### [TASK 1]
Summarize the thread on writing files to S3 with Spark in two sentences.
### [TASK 2]
Carry on the thread on writing files to S3 with Spark, starting right after its last sentence.

### [TEXT]
◇ ◇ ◇ ◇

What is the best practice writing massive amount of files to s3 using Spark - apache-spark

I'm trying to write about 30k-60k parquet files to s3 using Spark and it's taking a massive amount of time (40+ minutes) due to the s3 rate limit.
I wonder if there is a best practice to do such a thing. I heard that writing the data to HDFS and then copying it using s3-dist-cp may be faster. I can't understand why. isn't the copy from HDFS will take the same amount of time because of the s3 rate limit?
Thanks for your help

There is nothing wrong in this approach and works absolutely fine in most of the use cases, but there might be some challenges due to the way in S3 files are written.
Two Important Concepts to Understand
S3(Object Store) != POSIX File System : Rename Operation:
File rename process in POSIX based file system is a metadata only operation.Only the pointer changes and file remains as is on the disk. For example, I have a file abc.txt and I want to rename it as xyz.txt its instantaneous and atomic. xyz.txt’s last modified timestamp remain same as abc.txt’s last modfied timestamp.
Where as in AWS S3 (object store) the file rename under the hood is a copy followed by a delete operation. The source file is first copied to destination and then the source file is deleted.So “aws s3 mv” changes the last modified timestamp of destination file unlike POSIX file system.The metadata here is a key value store where key is the file path and value is the content of the file and there is no such process as changing the key and get this done immediately. The rename process depends on the size of the file. If there is a directory rename(there is nothing called directory in S3 for for simplicity we can assume a recusrive set of files as a directory) then it depends on the # of files inside the dir along with size of each file. So in a nutshell rename is very expensive operation in S3 as compared to normal file system.
S3 Consistency Model
S3 comes with 2 kinds of consistency a.read after write b.eventual consistency and which some cases results in file not found expectation.Files being added and not listed or files being deleted or not removed from list.
Deep explanation:
Spark leverages Hadoop’s “FileOutputCommitter” implementations to write data. Writing data again involves multiple steps and on a high level staging output files and then committing them i.e. writing final files.Here the rename step is involved as I was talking earlier from staging to final step.As you know a spark job is divided into multiple stages and set of tasks and due to nature of distributed computing the tasks are prone to failure so there is also provision to re-launch same task due to system failure or speculative execution of slow running tasks and that leads to concepts of task commit and job commit functions.Here we have 2 options of readily available algorithms and how job and task commits are done and having said this not one algorithm is better then other rather based on where we are committing data.
mapreduce.fileoutputcommitter.algorithm.version=1
commitTask renames the data generated by task from task temporary directory to job temporary directory.
When all the tasks are complete commitJob rename all the data from job temporary directory to final destination and at the end creates _SUCCESS file.

◇ ◇ ◇ ◇

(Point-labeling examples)
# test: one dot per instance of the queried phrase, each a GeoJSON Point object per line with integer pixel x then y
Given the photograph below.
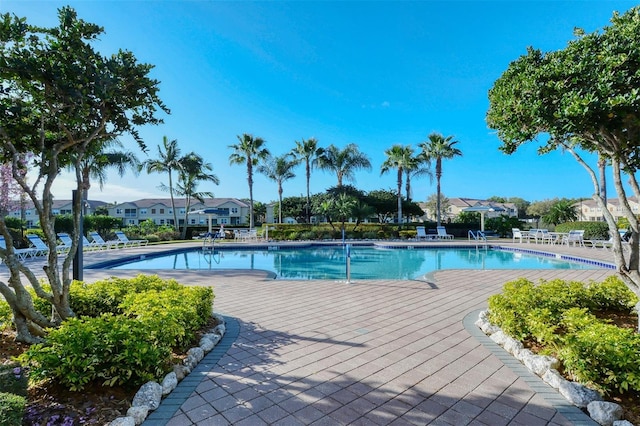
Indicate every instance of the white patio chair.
{"type": "Point", "coordinates": [421, 233]}
{"type": "Point", "coordinates": [517, 234]}
{"type": "Point", "coordinates": [574, 237]}
{"type": "Point", "coordinates": [122, 237]}
{"type": "Point", "coordinates": [98, 240]}
{"type": "Point", "coordinates": [442, 233]}
{"type": "Point", "coordinates": [22, 254]}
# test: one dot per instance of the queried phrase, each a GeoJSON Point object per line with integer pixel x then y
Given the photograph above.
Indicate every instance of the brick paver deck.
{"type": "Point", "coordinates": [372, 352]}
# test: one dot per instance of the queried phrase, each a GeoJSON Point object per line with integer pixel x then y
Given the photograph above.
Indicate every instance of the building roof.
{"type": "Point", "coordinates": [182, 202]}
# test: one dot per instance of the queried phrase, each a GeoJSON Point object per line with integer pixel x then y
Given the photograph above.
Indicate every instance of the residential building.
{"type": "Point", "coordinates": [589, 211]}
{"type": "Point", "coordinates": [458, 205]}
{"type": "Point", "coordinates": [28, 212]}
{"type": "Point", "coordinates": [231, 211]}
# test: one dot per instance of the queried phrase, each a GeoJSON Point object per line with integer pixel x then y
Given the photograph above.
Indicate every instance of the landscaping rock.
{"type": "Point", "coordinates": [149, 395]}
{"type": "Point", "coordinates": [123, 421]}
{"type": "Point", "coordinates": [169, 383]}
{"type": "Point", "coordinates": [499, 337]}
{"type": "Point", "coordinates": [577, 394]}
{"type": "Point", "coordinates": [206, 345]}
{"type": "Point", "coordinates": [139, 414]}
{"type": "Point", "coordinates": [181, 371]}
{"type": "Point", "coordinates": [553, 378]}
{"type": "Point", "coordinates": [539, 364]}
{"type": "Point", "coordinates": [605, 413]}
{"type": "Point", "coordinates": [196, 353]}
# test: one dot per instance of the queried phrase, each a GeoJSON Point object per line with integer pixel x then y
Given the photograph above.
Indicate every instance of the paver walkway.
{"type": "Point", "coordinates": [373, 352]}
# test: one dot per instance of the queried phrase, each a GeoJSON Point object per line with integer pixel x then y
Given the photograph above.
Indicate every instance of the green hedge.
{"type": "Point", "coordinates": [11, 409]}
{"type": "Point", "coordinates": [562, 317]}
{"type": "Point", "coordinates": [123, 334]}
{"type": "Point", "coordinates": [592, 230]}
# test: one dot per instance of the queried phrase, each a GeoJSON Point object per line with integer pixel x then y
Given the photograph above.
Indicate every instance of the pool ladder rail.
{"type": "Point", "coordinates": [478, 236]}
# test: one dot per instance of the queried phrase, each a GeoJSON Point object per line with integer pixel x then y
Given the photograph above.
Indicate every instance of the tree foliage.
{"type": "Point", "coordinates": [59, 99]}
{"type": "Point", "coordinates": [584, 98]}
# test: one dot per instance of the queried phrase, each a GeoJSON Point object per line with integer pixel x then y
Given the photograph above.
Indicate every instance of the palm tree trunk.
{"type": "Point", "coordinates": [279, 203]}
{"type": "Point", "coordinates": [308, 197]}
{"type": "Point", "coordinates": [438, 176]}
{"type": "Point", "coordinates": [250, 180]}
{"type": "Point", "coordinates": [173, 204]}
{"type": "Point", "coordinates": [399, 196]}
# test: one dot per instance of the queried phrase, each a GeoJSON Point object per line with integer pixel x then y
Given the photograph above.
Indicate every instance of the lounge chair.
{"type": "Point", "coordinates": [67, 241]}
{"type": "Point", "coordinates": [122, 237]}
{"type": "Point", "coordinates": [97, 239]}
{"type": "Point", "coordinates": [517, 233]}
{"type": "Point", "coordinates": [574, 237]}
{"type": "Point", "coordinates": [442, 233]}
{"type": "Point", "coordinates": [22, 254]}
{"type": "Point", "coordinates": [421, 234]}
{"type": "Point", "coordinates": [42, 248]}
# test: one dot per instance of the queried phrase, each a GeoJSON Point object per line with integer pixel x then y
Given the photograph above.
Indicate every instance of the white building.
{"type": "Point", "coordinates": [159, 210]}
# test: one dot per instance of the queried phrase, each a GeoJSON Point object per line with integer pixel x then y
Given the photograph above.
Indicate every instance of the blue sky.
{"type": "Point", "coordinates": [370, 73]}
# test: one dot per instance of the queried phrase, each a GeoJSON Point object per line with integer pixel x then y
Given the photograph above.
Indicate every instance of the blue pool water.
{"type": "Point", "coordinates": [329, 262]}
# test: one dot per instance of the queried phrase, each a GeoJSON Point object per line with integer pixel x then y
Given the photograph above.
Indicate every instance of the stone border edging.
{"type": "Point", "coordinates": [557, 401]}
{"type": "Point", "coordinates": [172, 403]}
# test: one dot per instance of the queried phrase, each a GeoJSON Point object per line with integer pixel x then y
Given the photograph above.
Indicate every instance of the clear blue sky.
{"type": "Point", "coordinates": [370, 73]}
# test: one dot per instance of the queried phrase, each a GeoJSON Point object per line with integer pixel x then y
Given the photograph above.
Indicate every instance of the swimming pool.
{"type": "Point", "coordinates": [329, 262]}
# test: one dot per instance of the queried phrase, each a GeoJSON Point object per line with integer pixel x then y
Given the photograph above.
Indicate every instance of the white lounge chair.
{"type": "Point", "coordinates": [442, 233]}
{"type": "Point", "coordinates": [42, 247]}
{"type": "Point", "coordinates": [421, 233]}
{"type": "Point", "coordinates": [122, 237]}
{"type": "Point", "coordinates": [517, 234]}
{"type": "Point", "coordinates": [98, 240]}
{"type": "Point", "coordinates": [22, 254]}
{"type": "Point", "coordinates": [574, 237]}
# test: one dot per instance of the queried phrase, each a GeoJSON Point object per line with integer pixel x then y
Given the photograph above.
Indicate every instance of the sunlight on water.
{"type": "Point", "coordinates": [366, 262]}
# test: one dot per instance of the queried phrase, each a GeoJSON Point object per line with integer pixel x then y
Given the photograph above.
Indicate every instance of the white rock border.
{"type": "Point", "coordinates": [604, 413]}
{"type": "Point", "coordinates": [150, 395]}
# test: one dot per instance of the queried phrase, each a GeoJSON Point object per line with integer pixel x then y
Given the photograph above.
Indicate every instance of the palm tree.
{"type": "Point", "coordinates": [417, 166]}
{"type": "Point", "coordinates": [193, 170]}
{"type": "Point", "coordinates": [249, 151]}
{"type": "Point", "coordinates": [93, 165]}
{"type": "Point", "coordinates": [168, 161]}
{"type": "Point", "coordinates": [398, 157]}
{"type": "Point", "coordinates": [307, 151]}
{"type": "Point", "coordinates": [439, 147]}
{"type": "Point", "coordinates": [278, 169]}
{"type": "Point", "coordinates": [343, 162]}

◇ ◇ ◇ ◇

### [TASK RESULT 1]
A user reports that writing 30k-60k parquet files to S3 with Spark takes more than 40 minutes because of the S3 rate limit, and asks whether writing to HDFS first and then copying with s3-dist-cp would really be faster. A reply explains that a rename in S3 is an expensive copy followed by a delete rather than a metadata-only change, notes S3's consistency model, and describes how Spark's FileOutputCommitter stages output and renames it during task and job commits under algorithm version 1.

### [TASK RESULT 2]
Here driver does the work of commitJob at the end so object stores like S3 may take longer time because of lots of task temporary file being queued up for rename operation(its not serial though)and the write performance is not optimized.It might work pretty well for HDFS as rename is not expensive and just a metadata change.For AWS S3 during commitJob each rename operation of files opens up huge number of API calls to AWS S3 and might cause issues of unexpected API call closure if the number of files are high. It might not also. I have seen both the cases on the same job running in two different times.
mapreduce.fileoutputcommitter.algorithm.version=2
commitTask moves data generated by task from task temporary directory directly to the final destination as soon as task is complete.
commitJob basically writes the _SUCCESS file and doesn't do much.
From a high level this looks optimized but it comes with a limitation not to have the speculative task execution and also if any task fails due to corrupt data then we might end up with residual data in the final destination and needs a clean up. So this algorithm doesn't give 100% data correctness or doesn't work for use cases where we need data in append mode to existing files.Even if this ensures optimised results comes with a risk.The reason for good performance is basically because of less number of rename operations as compared to algorithm 1(still there are renames). Here we might encounter issues of file not found expectations because commitTask writes the file in temporary path and immediately renames them and there are light chances of eventual consistency issues.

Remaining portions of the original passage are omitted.